◆ Exercise instructions ◆
Search the listing below for "several". Copy each matching line.

══ Data to process

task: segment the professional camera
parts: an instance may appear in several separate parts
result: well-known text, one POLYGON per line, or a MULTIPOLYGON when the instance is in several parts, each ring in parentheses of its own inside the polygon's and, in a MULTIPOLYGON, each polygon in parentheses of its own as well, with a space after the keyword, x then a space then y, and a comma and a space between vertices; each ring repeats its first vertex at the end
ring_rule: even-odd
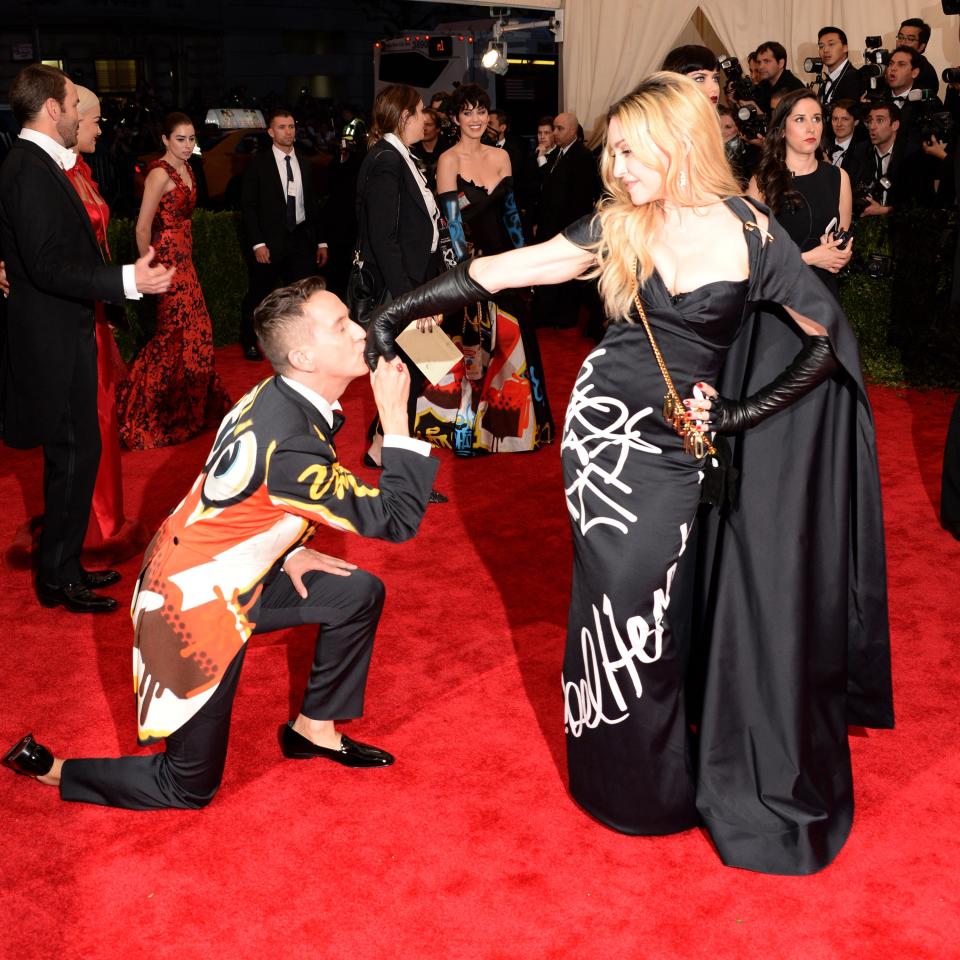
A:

════

◆ Response box ◆
parts: an instance may appear in several separate parts
result: well-known text, one POLYGON per line, or a MULTIPOLYGON when the instance is in several parts, each ring in parentheses of its own inside the polygon's and, in a MULTIPOLYGON, each polygon in parentheses of its own as well, with a space after the keyword, x then a space then y, and a comma and a space between vertices; each ring repeats its first vertex at the end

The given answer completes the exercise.